Mrs. Washauer had been subjected to the standard routine.  Wardens strapped her to bed when she had refused to go to sleep of her own accord.  The matrons stood by to supervise.  Agnes returned to Mrs. Washauer’s bedside the following morning. She removed the restraints as she had done dozens of times; first from the wrists and then the ankles. Each belt unclasped, each taught leather strap slipped free, she moved gradually away from the patient and closer to the door.  Once liberated, Mrs. Washauer seized Agnes by the hair, pulled much of it out and commenced kicking to kick her and tear at her dress.  Agnes was laid up for three weeks.[8] Fearing for her safety, she resigned as matron and agreed to be governess to Dr. Willard three young children. Thomas Prather had been Outside Warden for three years at the asylum.  Following Agnes’s exit, he offered himself to her as partner and protector.  They were married there, at the home of Dr. Rufus Willard the following September.[9] 

Thomas Prather House, ca. 1884. Courtesy of WSHS,  C1943.1012.9.

The Prather’s called Olympia home.  Agnes had three children, two of whom survived to adulthood.  She was a Suffragist who voted and served on juries before their efforts were undone in 1887.  Thomas Prather, a well- regarded pioneer of Olympia, served three terms as Commissioner of Thurston County.  Twenty years go by with no mention of Agnes.

Then in August, 1906;

“Mrs. Agnes Prather was committed Monday to the Steilacoom Hospital for the Insane, on a charge of insanity, made by the prosecuting attorney P.M. Troy.”  Agnes, once believed to be a woman of talent and intellect, had become a spectacle.  Victim of melancholic hysteria. Ridiculed with language that betrayed disgust.  Described as a bearded woman in grotesque garb, startling people on the street.  Agnes Winsor Prather was condemned to the very asylum that frightened her into temporal protection that only a marriage could secure.

» Tasks and exercises:
• A. Summarize the passage about Agnes Prather in two sentences.
• B. According to the passage about Agnes Prather, where were Agnes and Thomas Prather married?
• C. Extend the passage about Agnes Prather, beginning after its final sentence.

» Data shown:
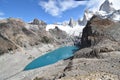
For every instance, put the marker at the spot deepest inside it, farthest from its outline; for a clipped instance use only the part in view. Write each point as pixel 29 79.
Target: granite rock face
pixel 16 34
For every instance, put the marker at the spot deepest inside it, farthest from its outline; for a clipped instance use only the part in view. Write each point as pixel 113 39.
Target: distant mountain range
pixel 75 28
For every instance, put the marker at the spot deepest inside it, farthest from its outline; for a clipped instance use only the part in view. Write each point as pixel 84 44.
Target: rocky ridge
pixel 16 34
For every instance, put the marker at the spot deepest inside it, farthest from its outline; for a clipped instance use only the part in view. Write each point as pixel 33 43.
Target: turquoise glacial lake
pixel 52 57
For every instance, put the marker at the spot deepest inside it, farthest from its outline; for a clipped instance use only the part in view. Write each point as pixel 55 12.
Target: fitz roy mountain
pixel 97 35
pixel 75 28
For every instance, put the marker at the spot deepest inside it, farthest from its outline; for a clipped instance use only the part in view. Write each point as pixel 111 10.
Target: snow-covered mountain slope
pixel 106 10
pixel 75 31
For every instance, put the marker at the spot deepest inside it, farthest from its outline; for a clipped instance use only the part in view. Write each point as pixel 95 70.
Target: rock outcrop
pixel 16 34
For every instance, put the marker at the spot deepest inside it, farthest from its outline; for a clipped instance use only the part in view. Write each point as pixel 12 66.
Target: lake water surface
pixel 52 57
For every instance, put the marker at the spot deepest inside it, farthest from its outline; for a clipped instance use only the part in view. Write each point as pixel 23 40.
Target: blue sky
pixel 50 11
pixel 30 9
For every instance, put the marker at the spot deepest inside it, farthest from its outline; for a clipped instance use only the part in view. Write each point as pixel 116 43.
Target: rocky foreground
pixel 21 42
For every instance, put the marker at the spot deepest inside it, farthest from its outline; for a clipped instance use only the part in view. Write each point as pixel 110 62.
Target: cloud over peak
pixel 57 7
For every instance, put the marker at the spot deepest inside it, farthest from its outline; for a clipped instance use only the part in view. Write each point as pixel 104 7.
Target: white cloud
pixel 56 7
pixel 1 13
pixel 94 5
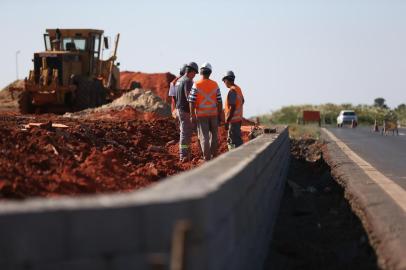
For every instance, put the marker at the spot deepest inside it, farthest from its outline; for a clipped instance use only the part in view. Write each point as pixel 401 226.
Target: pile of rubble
pixel 136 104
pixel 78 156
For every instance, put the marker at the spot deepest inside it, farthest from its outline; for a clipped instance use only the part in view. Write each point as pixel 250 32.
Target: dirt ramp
pixel 157 82
pixel 138 104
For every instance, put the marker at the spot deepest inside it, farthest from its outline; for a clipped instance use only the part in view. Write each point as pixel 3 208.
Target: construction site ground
pixel 119 147
pixel 316 227
pixel 117 154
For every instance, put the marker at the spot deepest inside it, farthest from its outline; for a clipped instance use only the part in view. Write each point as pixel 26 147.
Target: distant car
pixel 347 117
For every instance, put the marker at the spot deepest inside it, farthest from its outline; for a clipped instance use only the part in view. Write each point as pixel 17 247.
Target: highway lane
pixel 386 153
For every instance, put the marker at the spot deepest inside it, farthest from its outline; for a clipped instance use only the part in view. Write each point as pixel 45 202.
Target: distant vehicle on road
pixel 347 117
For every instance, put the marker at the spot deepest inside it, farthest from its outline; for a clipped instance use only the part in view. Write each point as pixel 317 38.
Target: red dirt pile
pixel 88 157
pixel 158 83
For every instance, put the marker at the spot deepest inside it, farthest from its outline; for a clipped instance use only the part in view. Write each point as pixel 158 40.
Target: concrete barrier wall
pixel 230 204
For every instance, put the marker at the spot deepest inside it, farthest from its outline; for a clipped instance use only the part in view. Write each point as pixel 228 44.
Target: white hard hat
pixel 206 66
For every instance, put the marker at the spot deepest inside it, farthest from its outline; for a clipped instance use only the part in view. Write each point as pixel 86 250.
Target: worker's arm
pixel 192 111
pixel 230 116
pixel 219 105
pixel 232 100
pixel 191 96
pixel 220 111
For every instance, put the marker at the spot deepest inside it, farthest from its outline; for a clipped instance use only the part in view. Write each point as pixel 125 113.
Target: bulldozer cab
pixel 70 73
pixel 83 42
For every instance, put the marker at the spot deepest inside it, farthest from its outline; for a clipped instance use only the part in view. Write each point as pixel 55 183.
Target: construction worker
pixel 172 90
pixel 183 88
pixel 205 109
pixel 233 111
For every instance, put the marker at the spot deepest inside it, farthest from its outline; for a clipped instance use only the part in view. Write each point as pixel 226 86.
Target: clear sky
pixel 283 52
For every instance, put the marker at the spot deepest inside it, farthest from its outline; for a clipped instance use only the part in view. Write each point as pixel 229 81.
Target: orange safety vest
pixel 237 117
pixel 206 98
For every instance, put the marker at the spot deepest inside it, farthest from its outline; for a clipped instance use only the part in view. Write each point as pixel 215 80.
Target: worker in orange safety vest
pixel 233 111
pixel 205 109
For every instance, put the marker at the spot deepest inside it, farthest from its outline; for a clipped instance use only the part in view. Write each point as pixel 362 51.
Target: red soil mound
pixel 88 157
pixel 156 82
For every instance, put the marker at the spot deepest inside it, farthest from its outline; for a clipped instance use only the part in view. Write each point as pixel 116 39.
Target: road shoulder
pixel 383 218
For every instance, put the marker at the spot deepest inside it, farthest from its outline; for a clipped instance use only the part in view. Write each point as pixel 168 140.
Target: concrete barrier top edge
pixel 172 189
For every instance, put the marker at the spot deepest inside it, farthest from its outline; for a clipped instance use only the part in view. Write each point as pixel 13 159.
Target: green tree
pixel 380 102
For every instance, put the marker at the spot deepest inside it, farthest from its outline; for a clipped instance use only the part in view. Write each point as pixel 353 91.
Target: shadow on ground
pixel 316 228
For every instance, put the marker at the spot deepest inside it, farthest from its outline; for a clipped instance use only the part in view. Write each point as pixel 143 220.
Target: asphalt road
pixel 386 153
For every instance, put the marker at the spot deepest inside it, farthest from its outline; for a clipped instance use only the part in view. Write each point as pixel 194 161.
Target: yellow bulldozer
pixel 70 74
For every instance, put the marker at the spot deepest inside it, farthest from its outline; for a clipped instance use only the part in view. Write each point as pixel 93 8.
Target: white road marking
pixel 396 192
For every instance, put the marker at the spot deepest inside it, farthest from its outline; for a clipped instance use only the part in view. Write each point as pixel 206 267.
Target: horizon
pixel 283 52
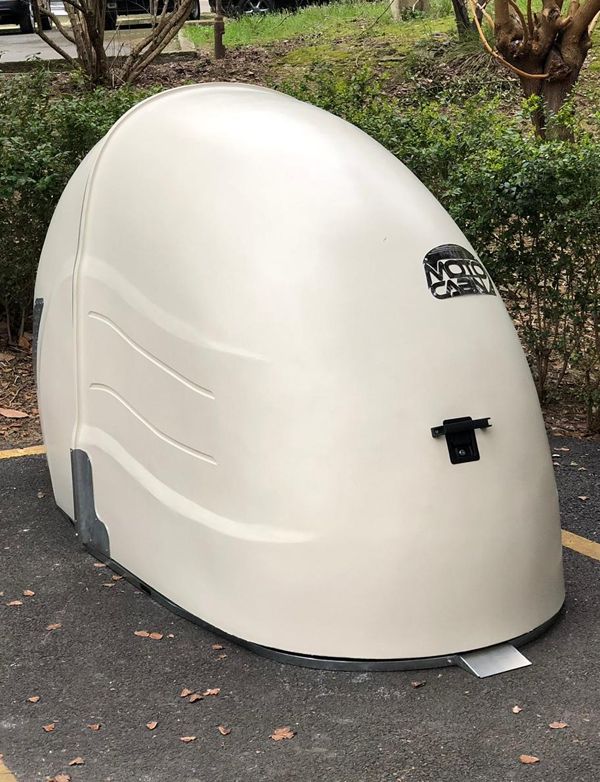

» Results in order:
• A. After a patient, Mrs. Washauer, attacked her and left her laid up for three weeks, Agnes resigned as matron, became governess to Dr. Willard's children, and married Thomas Prather, the asylum's Outside Warden. In August 1906 she was committed to the Steilacoom Hospital for the Insane on a charge made by prosecuting attorney P.M. Troy.

• B. At the home of Dr. Rufus Willard.

• C.
“Her husband, Thomas Prather, has the sincere sympathy of our people.  He has been indefatigable in his efforts to keep her within doors, but it was impossible to do so.  She will be well-cared for in the asylum, and our fair city will be relieved of a palpable persistent misfortune, liable at any time to lead to trouble and loss.”[10]

Thomas Prather, ca. 1910. Courtesy of WSHS,  C1943.1012.13.

Thomas Prather began living with a woman named Margaret Rose who aided in raising Agnes’s young son to adulthood.  In 1918, Thomas Prather collapsed suddenly and died outside the Knox hotel where he had been lodging.  Agnes was released three days later. Despite laws that required patients be returned to the community as soon as feasible, Thomas Prather had paid to keep his wife sequestered and silent for thirteen years. [11]

“Where are her friends?” bystanders questioned as they witnessed Mrs. Prather’s public decline.[12]  She was said to have approached strangers to ask if they would procure laudanum for her.  She reportedly sought out the druggist to determine how much was necessary to kill someone.[13] Whether the intended someone was herself or her husband, Thomas Prather, is unknown.


[1] The Washington Standard (Olympia, Washington), 08 May 1903, p 3.

[2] Lue F. Vernon, “Driftwood; Individual Opinion” The Washington Standard, 22 Dec 1905, p 3

[3] “Mrs. Thomas R. Prather” The Washington Standard, 31 Jan 1919, p 8.

[4] Report of the Superintendent of the Hospital for the Insane (Elisha P. Ferry Papers), August 16, 1877-August 15,1978, p 24.

[5] Elisha P. Ferry Papers, Box 1K-1-4, Insane Asylum; Inspections and Investigations, Washington State Archives Research Room, Olympia, p.

[6] Katherine Pouba and Ashley Tianen, “Lunacy in the 19th Century: Women’s Admission to Asylums in United States of America” The Oshkosh Scholar (University of Wisconsin), Vol. 1, April 2006, pp 95-103.

[7] Inspections and Investigations, pp. 73-78

[8] Inspections and Investigations, p. 82. Based on testimony taken from matron, Serepta Herrington.  No details involving the incident with Agnes Winsor has been found.

[9] “Married” The Washington Standard, Sep 05, 1879, p 5.

[10] “An Unfortunate Presumption” Washington Standard, August 31, 1906

[11] Warren Fanshier, History: Western State Hospital, January 2, 1976, p 4.

[12] “An Unfortunate Presumption” ibid

[13] “Committed to Hospital: Mrs. Prather Pioneer”, The Morning Olympian, August 28, 1906, p 1.